- _Texte présenté_
▬▬▬▬▬▬
Monsieur X… a relevé appel d’un jugement contradictoire rendu le 12 juin 1996 par le Conseil de Prud’hommes de NANTERRE qui l’a débouté de ses demandes contre la société STORA BILLERUD CARTON BOARD (SBCB).

Monsieur X… a été engagé à compter du 1er décembre 1983 par la société BEGHIN SAY en qualité de cadre rattaché à la direction commerciale de PARIS.

Le 1er janvier 1992, son contrat de travail a été transféré à la société STORA BILLERUD CARTON BOARD (SBCB).

Convoqué le 3 décembre 1993 à un entretien préalable fixé au 10 décembre suivant, Monsieur X… a été licencié par lettre recommandée en date du 15 décembre 1993 ainsi libellée:

« A la suite de notre entretien du 10 décembre 1993, nous vous informons que nous avons décidé de vous licencier pour les motifs suivants:

La période de récession que traverse actuellement notre profession nous a imposé de réaliser des économies importantes.
▬▬▬▬▬▬
- _Extrait de données_
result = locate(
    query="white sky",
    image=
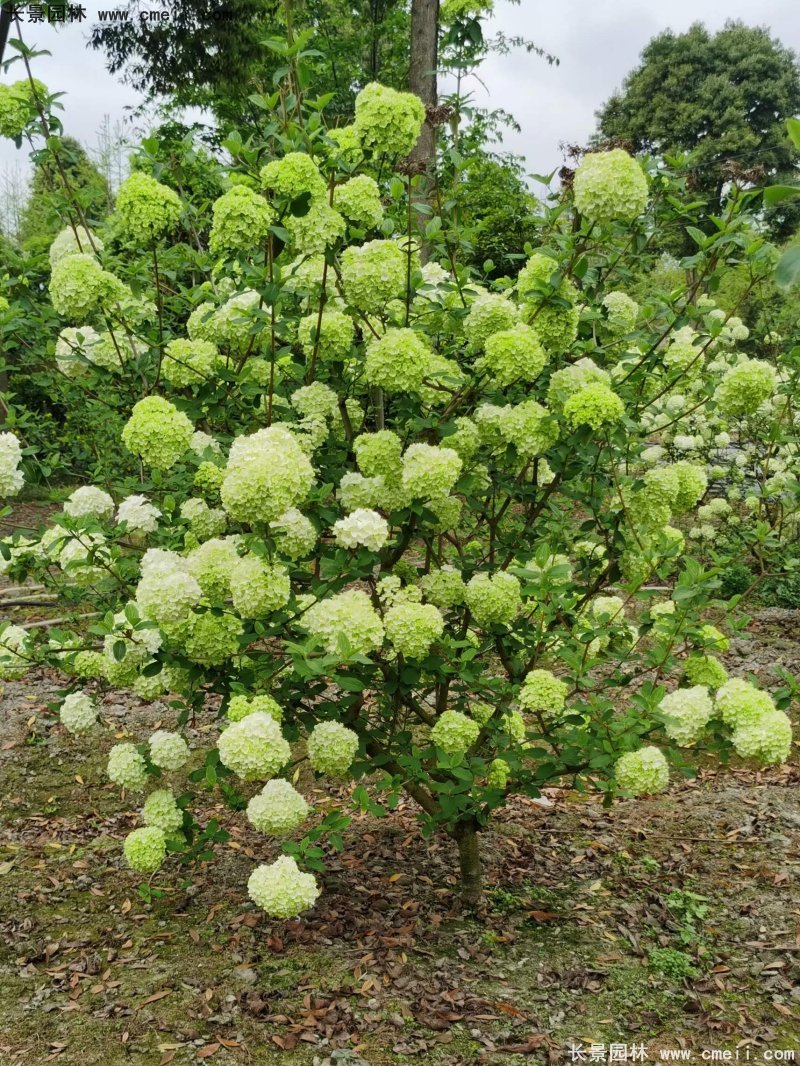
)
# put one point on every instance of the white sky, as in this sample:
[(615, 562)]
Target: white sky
[(596, 41)]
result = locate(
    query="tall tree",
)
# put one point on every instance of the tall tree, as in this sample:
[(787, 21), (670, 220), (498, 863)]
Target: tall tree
[(46, 211), (214, 54), (723, 97), (422, 71)]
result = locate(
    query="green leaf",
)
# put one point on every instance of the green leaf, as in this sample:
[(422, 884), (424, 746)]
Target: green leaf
[(787, 271), (773, 194)]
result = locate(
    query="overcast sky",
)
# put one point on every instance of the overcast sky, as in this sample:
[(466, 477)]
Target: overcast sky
[(597, 42)]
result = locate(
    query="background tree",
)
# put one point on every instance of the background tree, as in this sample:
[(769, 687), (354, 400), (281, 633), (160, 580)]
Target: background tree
[(722, 97), (214, 55), (44, 215)]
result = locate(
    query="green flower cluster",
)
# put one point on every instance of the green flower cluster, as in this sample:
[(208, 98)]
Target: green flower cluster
[(331, 748), (347, 615), (241, 706), (514, 355), (554, 320), (358, 199), (241, 221), (610, 187), (267, 473), (79, 287), (398, 361), (412, 628), (595, 405), (386, 122), (277, 809), (429, 471), (258, 588), (643, 772), (686, 713), (157, 432), (543, 693), (146, 210), (293, 175), (493, 599), (372, 274), (145, 849), (746, 387), (282, 889), (18, 105), (254, 747)]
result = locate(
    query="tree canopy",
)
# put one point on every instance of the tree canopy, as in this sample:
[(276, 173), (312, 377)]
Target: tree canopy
[(723, 97)]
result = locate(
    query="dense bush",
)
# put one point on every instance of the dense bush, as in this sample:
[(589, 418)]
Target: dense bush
[(420, 533)]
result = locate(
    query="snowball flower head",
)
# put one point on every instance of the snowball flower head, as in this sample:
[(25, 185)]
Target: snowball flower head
[(241, 706), (78, 713), (398, 361), (241, 221), (493, 599), (514, 355), (267, 473), (362, 528), (146, 210), (740, 704), (686, 712), (145, 849), (70, 241), (138, 514), (169, 750), (332, 748), (387, 122), (543, 693), (642, 772), (298, 534), (348, 616), (89, 501), (331, 336), (595, 405), (258, 588), (126, 768), (11, 455), (610, 186), (282, 889), (160, 810), (79, 286), (277, 809), (372, 274), (254, 747), (157, 432), (292, 176), (746, 387), (454, 732), (412, 628), (768, 740), (358, 199)]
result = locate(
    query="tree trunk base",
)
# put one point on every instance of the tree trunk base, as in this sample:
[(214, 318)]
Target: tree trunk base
[(465, 836)]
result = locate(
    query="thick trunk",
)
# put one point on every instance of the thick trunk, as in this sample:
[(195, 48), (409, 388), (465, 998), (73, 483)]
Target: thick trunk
[(422, 71), (465, 836)]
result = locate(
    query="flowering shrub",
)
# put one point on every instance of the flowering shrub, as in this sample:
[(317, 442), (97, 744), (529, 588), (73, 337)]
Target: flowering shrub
[(424, 534)]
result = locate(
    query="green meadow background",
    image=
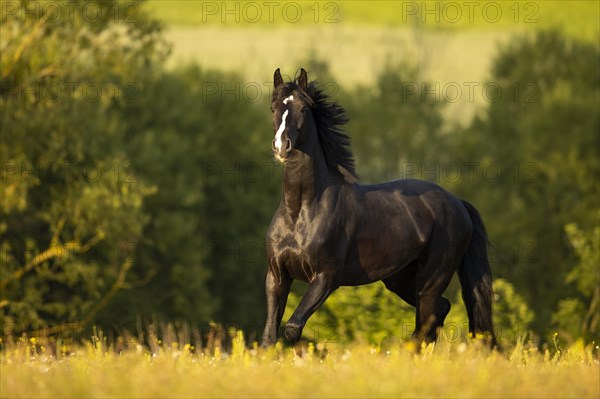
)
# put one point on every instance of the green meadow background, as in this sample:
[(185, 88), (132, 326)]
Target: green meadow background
[(138, 184)]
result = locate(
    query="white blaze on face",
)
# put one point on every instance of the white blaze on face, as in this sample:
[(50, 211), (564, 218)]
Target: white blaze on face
[(279, 133)]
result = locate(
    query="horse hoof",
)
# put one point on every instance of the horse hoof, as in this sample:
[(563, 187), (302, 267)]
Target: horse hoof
[(293, 332)]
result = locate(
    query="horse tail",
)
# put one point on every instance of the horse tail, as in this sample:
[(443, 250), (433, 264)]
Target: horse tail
[(475, 277)]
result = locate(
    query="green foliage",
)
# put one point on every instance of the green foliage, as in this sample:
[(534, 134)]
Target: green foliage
[(394, 126), (207, 151), (70, 220), (369, 314), (579, 316), (512, 316), (153, 198), (542, 135)]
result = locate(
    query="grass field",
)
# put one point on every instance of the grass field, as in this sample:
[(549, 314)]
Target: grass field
[(576, 17), (172, 369), (451, 43)]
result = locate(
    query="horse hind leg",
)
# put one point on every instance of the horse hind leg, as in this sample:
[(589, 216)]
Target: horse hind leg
[(433, 278)]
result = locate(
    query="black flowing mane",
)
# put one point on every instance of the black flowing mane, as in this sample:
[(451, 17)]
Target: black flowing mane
[(329, 118)]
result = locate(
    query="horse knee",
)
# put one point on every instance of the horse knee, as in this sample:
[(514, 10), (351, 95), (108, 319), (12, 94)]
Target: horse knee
[(442, 309), (293, 332)]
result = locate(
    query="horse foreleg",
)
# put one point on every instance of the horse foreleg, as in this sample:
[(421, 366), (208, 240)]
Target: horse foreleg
[(318, 291), (277, 290)]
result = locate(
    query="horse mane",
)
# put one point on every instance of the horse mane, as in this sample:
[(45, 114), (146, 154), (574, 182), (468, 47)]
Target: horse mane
[(329, 118)]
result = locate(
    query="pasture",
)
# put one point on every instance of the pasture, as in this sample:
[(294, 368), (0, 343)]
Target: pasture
[(174, 368), (173, 240)]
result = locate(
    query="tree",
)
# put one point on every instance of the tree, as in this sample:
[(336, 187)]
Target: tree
[(541, 138), (71, 211)]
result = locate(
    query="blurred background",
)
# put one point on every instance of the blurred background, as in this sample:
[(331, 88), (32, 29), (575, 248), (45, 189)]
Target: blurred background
[(138, 181)]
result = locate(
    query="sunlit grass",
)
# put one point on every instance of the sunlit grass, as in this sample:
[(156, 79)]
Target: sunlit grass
[(29, 368), (578, 18)]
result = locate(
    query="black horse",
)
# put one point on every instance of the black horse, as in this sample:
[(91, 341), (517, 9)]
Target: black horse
[(331, 231)]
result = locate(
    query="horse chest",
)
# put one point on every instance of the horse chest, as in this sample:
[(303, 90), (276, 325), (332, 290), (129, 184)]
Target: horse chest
[(301, 251)]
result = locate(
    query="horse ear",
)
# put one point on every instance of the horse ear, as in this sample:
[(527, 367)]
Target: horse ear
[(302, 79), (277, 80)]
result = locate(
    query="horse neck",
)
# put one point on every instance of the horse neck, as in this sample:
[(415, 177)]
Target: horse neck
[(305, 178)]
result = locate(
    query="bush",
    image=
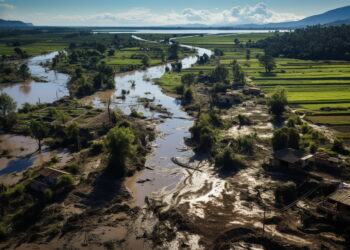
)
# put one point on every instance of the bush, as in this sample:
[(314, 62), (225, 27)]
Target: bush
[(313, 148), (119, 143), (3, 232), (136, 114), (278, 101), (285, 138), (48, 194), (338, 146), (228, 160), (285, 194), (188, 95), (244, 120), (96, 147), (246, 144), (73, 168), (66, 182)]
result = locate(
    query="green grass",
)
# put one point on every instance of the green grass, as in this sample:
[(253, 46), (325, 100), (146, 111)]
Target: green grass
[(169, 82), (311, 85)]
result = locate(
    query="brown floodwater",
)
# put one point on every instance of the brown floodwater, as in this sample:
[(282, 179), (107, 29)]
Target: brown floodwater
[(53, 87), (161, 173)]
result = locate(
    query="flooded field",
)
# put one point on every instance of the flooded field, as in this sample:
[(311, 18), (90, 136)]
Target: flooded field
[(52, 87)]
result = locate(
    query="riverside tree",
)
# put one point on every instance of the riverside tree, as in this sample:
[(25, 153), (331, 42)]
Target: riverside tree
[(188, 79), (23, 72), (174, 51), (220, 73), (285, 138), (7, 104), (39, 131), (146, 61), (278, 101), (268, 62), (120, 144)]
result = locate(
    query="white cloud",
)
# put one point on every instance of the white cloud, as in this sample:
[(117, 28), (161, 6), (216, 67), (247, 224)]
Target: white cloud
[(7, 6), (258, 13)]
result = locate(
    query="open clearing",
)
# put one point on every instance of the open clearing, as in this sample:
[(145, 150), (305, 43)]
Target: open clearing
[(315, 87)]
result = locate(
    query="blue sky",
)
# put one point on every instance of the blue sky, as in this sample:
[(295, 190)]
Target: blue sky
[(161, 12)]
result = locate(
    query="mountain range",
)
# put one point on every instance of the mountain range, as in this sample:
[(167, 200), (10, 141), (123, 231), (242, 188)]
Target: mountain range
[(6, 23), (333, 17)]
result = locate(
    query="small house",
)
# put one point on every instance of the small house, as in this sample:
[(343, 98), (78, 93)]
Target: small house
[(326, 160), (252, 91), (291, 158), (47, 178), (338, 203), (202, 77), (228, 98)]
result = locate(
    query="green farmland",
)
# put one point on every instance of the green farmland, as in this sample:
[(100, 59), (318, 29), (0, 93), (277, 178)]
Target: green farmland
[(321, 89)]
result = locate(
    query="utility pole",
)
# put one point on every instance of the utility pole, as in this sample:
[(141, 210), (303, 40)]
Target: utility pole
[(264, 220)]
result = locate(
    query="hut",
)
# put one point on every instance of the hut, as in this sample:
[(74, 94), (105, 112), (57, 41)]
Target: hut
[(291, 158)]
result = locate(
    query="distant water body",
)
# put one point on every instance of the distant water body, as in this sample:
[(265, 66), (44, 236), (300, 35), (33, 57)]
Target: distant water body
[(180, 31)]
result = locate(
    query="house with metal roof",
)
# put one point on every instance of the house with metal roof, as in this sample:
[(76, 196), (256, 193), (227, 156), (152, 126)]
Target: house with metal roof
[(290, 157), (47, 178), (338, 203)]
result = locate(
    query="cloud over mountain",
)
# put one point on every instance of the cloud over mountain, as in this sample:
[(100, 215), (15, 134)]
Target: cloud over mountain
[(259, 13)]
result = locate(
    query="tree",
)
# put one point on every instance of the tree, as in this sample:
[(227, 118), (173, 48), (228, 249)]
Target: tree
[(188, 79), (24, 72), (146, 61), (280, 139), (72, 132), (7, 104), (188, 95), (293, 138), (285, 138), (101, 47), (173, 51), (268, 62), (278, 101), (111, 52), (247, 55), (220, 73), (39, 131), (120, 144)]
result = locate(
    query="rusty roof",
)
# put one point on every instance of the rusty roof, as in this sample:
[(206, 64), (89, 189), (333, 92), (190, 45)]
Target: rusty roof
[(291, 155), (51, 172), (342, 195)]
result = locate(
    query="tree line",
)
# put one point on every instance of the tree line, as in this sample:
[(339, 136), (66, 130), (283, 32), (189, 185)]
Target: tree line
[(311, 43)]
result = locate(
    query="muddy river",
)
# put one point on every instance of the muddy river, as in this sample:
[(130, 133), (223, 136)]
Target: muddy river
[(52, 87), (161, 172)]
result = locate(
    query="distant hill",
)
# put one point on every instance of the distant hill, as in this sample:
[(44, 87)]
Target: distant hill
[(6, 23), (340, 22), (336, 16)]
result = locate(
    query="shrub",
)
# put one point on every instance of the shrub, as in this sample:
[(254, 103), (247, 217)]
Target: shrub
[(305, 128), (228, 160), (285, 138), (97, 147), (48, 194), (188, 95), (119, 143), (285, 194), (72, 168), (338, 146), (66, 182), (136, 114), (246, 144), (313, 148), (278, 101), (244, 120), (3, 232)]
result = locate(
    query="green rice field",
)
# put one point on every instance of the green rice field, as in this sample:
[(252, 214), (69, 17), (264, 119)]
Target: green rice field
[(315, 87)]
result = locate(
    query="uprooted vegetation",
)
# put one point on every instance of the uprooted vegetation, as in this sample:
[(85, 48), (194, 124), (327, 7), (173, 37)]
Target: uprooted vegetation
[(94, 137)]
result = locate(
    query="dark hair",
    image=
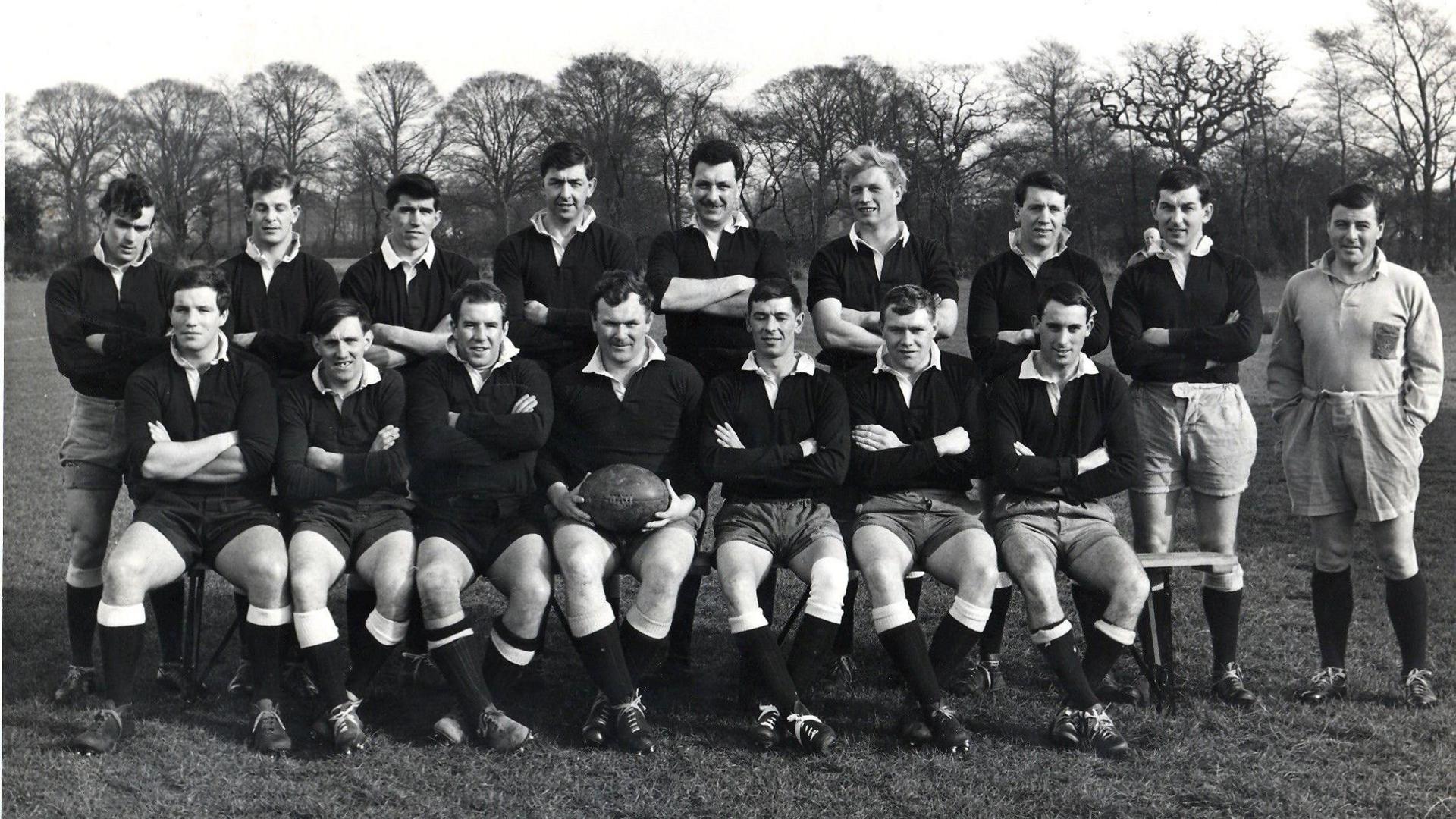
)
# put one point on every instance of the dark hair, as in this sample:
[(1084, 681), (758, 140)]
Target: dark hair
[(906, 299), (715, 152), (413, 186), (1356, 196), (268, 178), (775, 287), (475, 292), (334, 311), (1040, 178), (1181, 178), (201, 276), (617, 284), (1068, 293), (560, 156), (127, 196)]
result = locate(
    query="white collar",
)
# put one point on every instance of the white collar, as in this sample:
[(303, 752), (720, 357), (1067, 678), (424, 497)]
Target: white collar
[(254, 253), (855, 241), (1084, 368), (370, 376), (392, 260)]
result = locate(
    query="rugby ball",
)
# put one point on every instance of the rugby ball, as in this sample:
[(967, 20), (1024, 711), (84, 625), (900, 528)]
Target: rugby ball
[(623, 497)]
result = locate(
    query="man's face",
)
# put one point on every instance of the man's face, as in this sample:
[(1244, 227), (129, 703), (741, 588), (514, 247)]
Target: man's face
[(908, 338), (1181, 216), (1062, 330), (566, 193), (622, 330), (411, 222), (124, 235), (1041, 216), (196, 319), (271, 216), (1353, 234), (343, 352), (774, 324), (479, 333), (715, 194), (874, 197)]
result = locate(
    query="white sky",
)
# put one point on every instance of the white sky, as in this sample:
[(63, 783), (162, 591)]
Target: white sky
[(123, 46)]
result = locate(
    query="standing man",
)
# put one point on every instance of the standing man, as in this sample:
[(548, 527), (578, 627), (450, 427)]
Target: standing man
[(549, 267), (105, 315), (780, 460), (1063, 438), (1354, 378), (629, 404), (478, 414), (701, 276), (918, 447), (201, 430), (1181, 322), (999, 319), (341, 475)]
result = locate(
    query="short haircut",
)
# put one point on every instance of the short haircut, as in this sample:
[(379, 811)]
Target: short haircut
[(267, 178), (1356, 196), (905, 299), (560, 156), (201, 276), (1068, 293), (1040, 178), (414, 186), (475, 292), (870, 156), (715, 152), (126, 197), (617, 284), (334, 311), (1181, 178), (775, 287)]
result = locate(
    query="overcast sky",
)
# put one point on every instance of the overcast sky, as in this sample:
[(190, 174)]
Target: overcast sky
[(121, 46)]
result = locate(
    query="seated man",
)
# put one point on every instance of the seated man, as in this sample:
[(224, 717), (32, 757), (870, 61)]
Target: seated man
[(778, 461), (918, 447), (1063, 438), (341, 474), (626, 404), (476, 417), (201, 428)]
▬▬▬▬▬▬
- _Liste des tâches_
**A)** Répondez à ces questions d’après le texte présenté :
(i) Quel conseil de prud’hommes a rendu le jugement du 12 juin 1996 ?
(ii) À partir de quelle date Monsieur X… a-t-il été engagé par la société BEGHIN SAY ?
(iii) Par quel moyen le licenciement de Monsieur X… lui a-t-il été notifié ?
**B)** Quelles sont toutes les dates distinctes mentionnées dans le texte présenté ?
**C)** Ces affirmations sont-elles conformes au texte présenté ? Répondez par oui ou par non, en citant les mots du texte qui tranchent.
(i) Le contrat de travail de Monsieur X… a été transféré à la société SBCB le 1er janvier 1992.
(ii) Le Conseil de Prud’hommes a fait droit aux demandes de Monsieur X….
(iii) Monsieur X… était rattaché à la direction commerciale de Lyon.

- _Réponses par tâche_
**A)**
(i) Le Conseil de Prud’hommes de Nanterre.
(ii) À compter du 1er décembre 1983.
(iii) Par lettre recommandée en date du 15 décembre 1993.

**B)**
- 12 juin 1996
- 1er décembre 1983
- 1er janvier 1992
- 3 décembre 1993
- 10 décembre 1993
- 15 décembre 1993

**C)**
(i) Oui : « Le 1er janvier 1992, son contrat de travail a été transféré à la société STORA BILLERUD CARTON BOARD (SBCB). »
(ii) Non : « qui l’a débouté de ses demandes »
(iii) Non : « en qualité de cadre rattaché à la direction commerciale de PARIS »